Selected excerpt →
════════════════
The Scientific Way to Respond to a Temper TantrumMadeline Holler
I’ll spare parent-readers the description of a temper tantrum. Even if you’ve not yet experienced one, you will. Ohhhhh boy, you will.
Tantrums are the worst, not only because they involve what was recently found to be the most annoying sound in the world, but because everyone involved is just so powerless. The awfulness of tantrums multiplies ten-fold if it happens to be launched somewhere in public. How the snap of onlookers’ heads — the furrowed brow of fellow grocery store shoppers — doesn’t make an unpleasant (and normal!) situation so, so miserable.
Tantrums are something most parents (and kids) just try to get through. New research into tantrums might make them a little easier to endure (or at least a more clinical way of looking at your child during her next whopper).
A new paper in the most recent issue of the journal, Emotion, explains that there’s a distinct pattern to temper tantrums, and also that two distinct emotions are all tangled up during a meltdown: anger and sadness.
════════════════
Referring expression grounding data
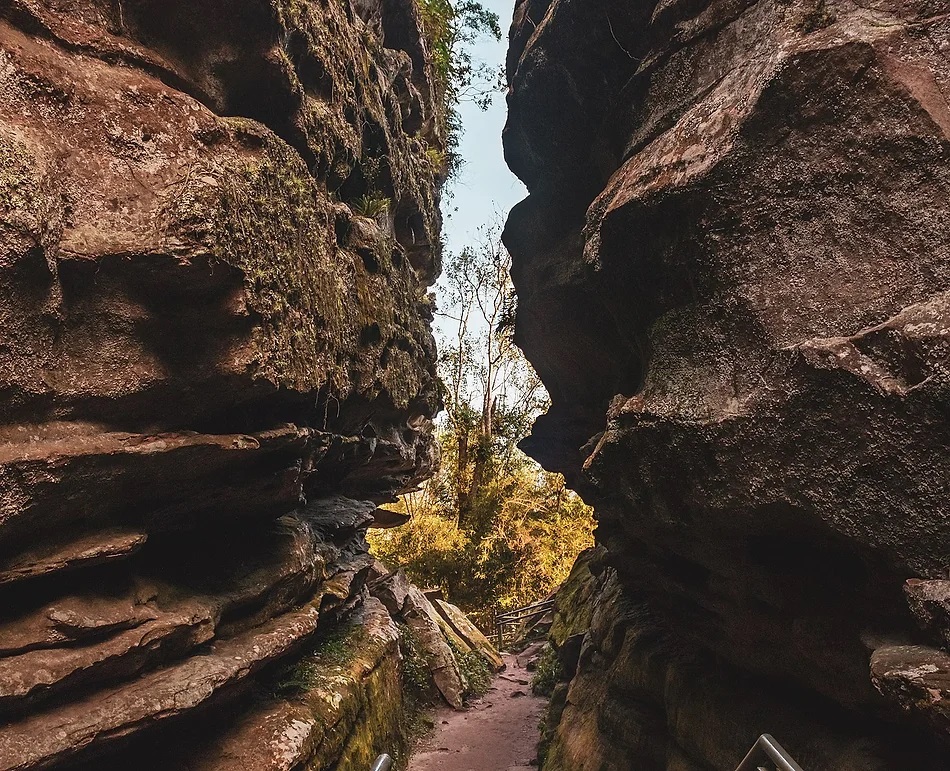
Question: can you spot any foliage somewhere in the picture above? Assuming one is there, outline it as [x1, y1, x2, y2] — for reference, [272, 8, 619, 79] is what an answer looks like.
[274, 626, 364, 698]
[371, 223, 594, 629]
[399, 624, 430, 698]
[416, 0, 501, 179]
[531, 645, 561, 696]
[449, 640, 492, 699]
[393, 624, 435, 768]
[353, 195, 390, 219]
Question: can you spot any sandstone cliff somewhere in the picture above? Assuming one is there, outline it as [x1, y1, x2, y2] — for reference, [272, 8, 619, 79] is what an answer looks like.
[505, 0, 950, 771]
[0, 0, 472, 771]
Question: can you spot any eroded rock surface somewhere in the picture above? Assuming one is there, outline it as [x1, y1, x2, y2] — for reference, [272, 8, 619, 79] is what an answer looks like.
[0, 0, 445, 771]
[505, 0, 950, 771]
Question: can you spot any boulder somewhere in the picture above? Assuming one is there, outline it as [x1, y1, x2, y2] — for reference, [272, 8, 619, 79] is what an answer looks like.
[504, 0, 950, 771]
[433, 600, 505, 672]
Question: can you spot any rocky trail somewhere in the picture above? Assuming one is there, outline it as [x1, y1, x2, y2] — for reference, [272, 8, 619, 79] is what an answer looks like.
[409, 654, 546, 771]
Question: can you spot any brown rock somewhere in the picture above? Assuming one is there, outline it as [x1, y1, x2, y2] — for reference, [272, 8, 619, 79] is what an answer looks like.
[402, 586, 467, 709]
[0, 608, 319, 771]
[433, 600, 505, 672]
[0, 531, 147, 586]
[505, 0, 950, 771]
[871, 645, 950, 736]
[904, 578, 950, 646]
[0, 0, 445, 771]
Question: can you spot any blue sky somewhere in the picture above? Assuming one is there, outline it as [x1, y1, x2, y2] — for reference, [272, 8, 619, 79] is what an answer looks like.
[443, 0, 527, 252]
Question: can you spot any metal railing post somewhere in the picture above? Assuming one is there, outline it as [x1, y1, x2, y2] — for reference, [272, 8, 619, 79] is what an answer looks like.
[736, 734, 803, 771]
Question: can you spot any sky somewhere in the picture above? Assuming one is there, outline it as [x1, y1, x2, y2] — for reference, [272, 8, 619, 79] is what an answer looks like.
[442, 0, 527, 252]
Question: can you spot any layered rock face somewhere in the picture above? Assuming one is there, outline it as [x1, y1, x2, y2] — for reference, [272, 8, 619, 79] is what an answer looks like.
[505, 0, 950, 770]
[0, 0, 456, 769]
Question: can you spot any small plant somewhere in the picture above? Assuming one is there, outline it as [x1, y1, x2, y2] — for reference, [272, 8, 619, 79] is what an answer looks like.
[274, 627, 363, 699]
[531, 644, 561, 696]
[399, 624, 430, 698]
[353, 194, 391, 219]
[452, 645, 492, 699]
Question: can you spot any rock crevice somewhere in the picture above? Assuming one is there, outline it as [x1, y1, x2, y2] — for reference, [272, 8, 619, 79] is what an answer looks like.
[505, 0, 950, 769]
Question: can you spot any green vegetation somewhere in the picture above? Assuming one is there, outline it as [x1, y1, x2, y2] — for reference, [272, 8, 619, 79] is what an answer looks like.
[394, 624, 434, 768]
[449, 640, 492, 700]
[353, 195, 391, 219]
[416, 0, 502, 179]
[274, 626, 364, 699]
[371, 222, 594, 629]
[531, 645, 561, 696]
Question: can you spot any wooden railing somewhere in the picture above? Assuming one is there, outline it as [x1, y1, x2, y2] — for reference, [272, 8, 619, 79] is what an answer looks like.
[495, 600, 554, 650]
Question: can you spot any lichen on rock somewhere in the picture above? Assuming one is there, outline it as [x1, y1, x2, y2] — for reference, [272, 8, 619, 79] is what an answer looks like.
[0, 0, 458, 771]
[505, 0, 950, 770]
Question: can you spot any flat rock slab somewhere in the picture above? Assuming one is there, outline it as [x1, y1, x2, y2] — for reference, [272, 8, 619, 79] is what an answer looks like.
[409, 654, 547, 771]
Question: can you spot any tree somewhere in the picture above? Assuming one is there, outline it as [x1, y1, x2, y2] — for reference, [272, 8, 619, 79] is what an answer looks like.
[372, 226, 593, 623]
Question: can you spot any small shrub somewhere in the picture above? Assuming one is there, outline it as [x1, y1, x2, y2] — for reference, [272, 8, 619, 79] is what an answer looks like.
[531, 645, 561, 696]
[452, 645, 492, 699]
[353, 195, 390, 219]
[273, 626, 363, 699]
[399, 624, 430, 700]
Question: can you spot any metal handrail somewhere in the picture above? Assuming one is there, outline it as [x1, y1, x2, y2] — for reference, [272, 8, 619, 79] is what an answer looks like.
[370, 755, 393, 771]
[736, 734, 802, 771]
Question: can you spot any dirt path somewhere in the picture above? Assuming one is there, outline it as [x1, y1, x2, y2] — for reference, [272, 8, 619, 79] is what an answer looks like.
[409, 654, 546, 771]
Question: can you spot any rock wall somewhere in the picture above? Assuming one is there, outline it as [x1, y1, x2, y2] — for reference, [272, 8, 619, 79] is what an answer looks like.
[0, 0, 462, 771]
[505, 0, 950, 771]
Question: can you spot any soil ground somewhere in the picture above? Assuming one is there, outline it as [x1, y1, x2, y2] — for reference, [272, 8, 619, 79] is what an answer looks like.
[409, 654, 547, 771]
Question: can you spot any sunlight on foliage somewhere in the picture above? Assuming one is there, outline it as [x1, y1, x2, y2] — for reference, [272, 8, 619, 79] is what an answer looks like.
[370, 222, 594, 628]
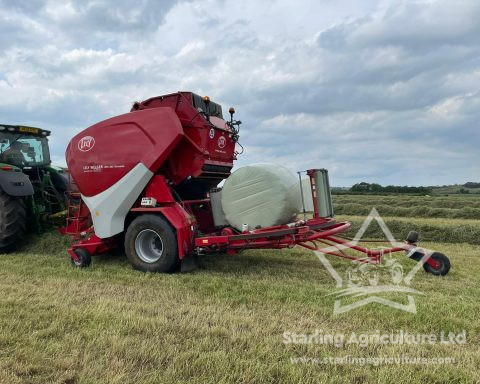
════════════════
Tasks →
- A) From the temper tantrum article, print the passage between "Tantrums are something" and "her next whopper).", inclusive.
- B) Answer these questions from the temper tantrum article:
(i) In which journal did the new paper appear?
(ii) By how much does the awfulness of a tantrum multiply if it starts in public?
(iii) Which two emotions does the paper say are tangled up during a meltdown?
- C) Write the next part of the temper tantrum article, picking up after its last sentence.
The items have nothing to do with the article on temper tantrums.

Expected outputs →
- A)
Tantrums are something most parents (and kids) just try to get through. New research into tantrums might make them a little easier to endure (or at least a more clinical way of looking at your child during her next whopper).

- B)
(i) Emotion
(ii) Ten-fold
(iii) Anger and sadness

- C)
To get to the bottom of a fist-pounder, researchers outfitted toddlers in a specially designed onesie — one with a microphone and recorder built in. Later, they analyzed these recordings, making note of verbalizations, physical gestures and emotions. Two distinct tantrum patterns emerged, according to study co-author Michael Potegal of the University of Minnesota [via NPR.org]:
“Screaming and yelling and kicking often go together,” Potegal said. “Throwing things and pulling and pushing things tend to go together. Combinations of crying, whining, falling to the floor and seeking comfort — and these also hang together.”
While tantrums had often been thought of as starting in anger and ending in sadness, researchers found that both of these emotions were present throughout. And the trick to getting a tantrum to end is to get past the peaks of anger. Easier said than done, of course, but what researchers also found was that doing nothing got past the anger most quickly.
Once understood, researchers say, this pattern can help parents, teachers and even hapless bystanders respond more effectively to temper tantrums — and help clinicians tell the difference between ordinary tantrums, which are a normal part of a child’s development, and those that may be warning signals of an underlying disorder.
Well, well, well, judgmental fellow flier in the seat in front of me. I guess turning around and bitching about a kid having a meltdown isn’t going to help matters like you think it will. Neither will attempting to distract the kid, offering food or toys or hugs, or yelling back. Just time, tolerance and a big hug when the only thing left is tears.
This is kind of game-changing information, isn’t it?
Coda: don’t you sort of feel sorry for the researchers who got stuck listening to all those recorded meltdowns?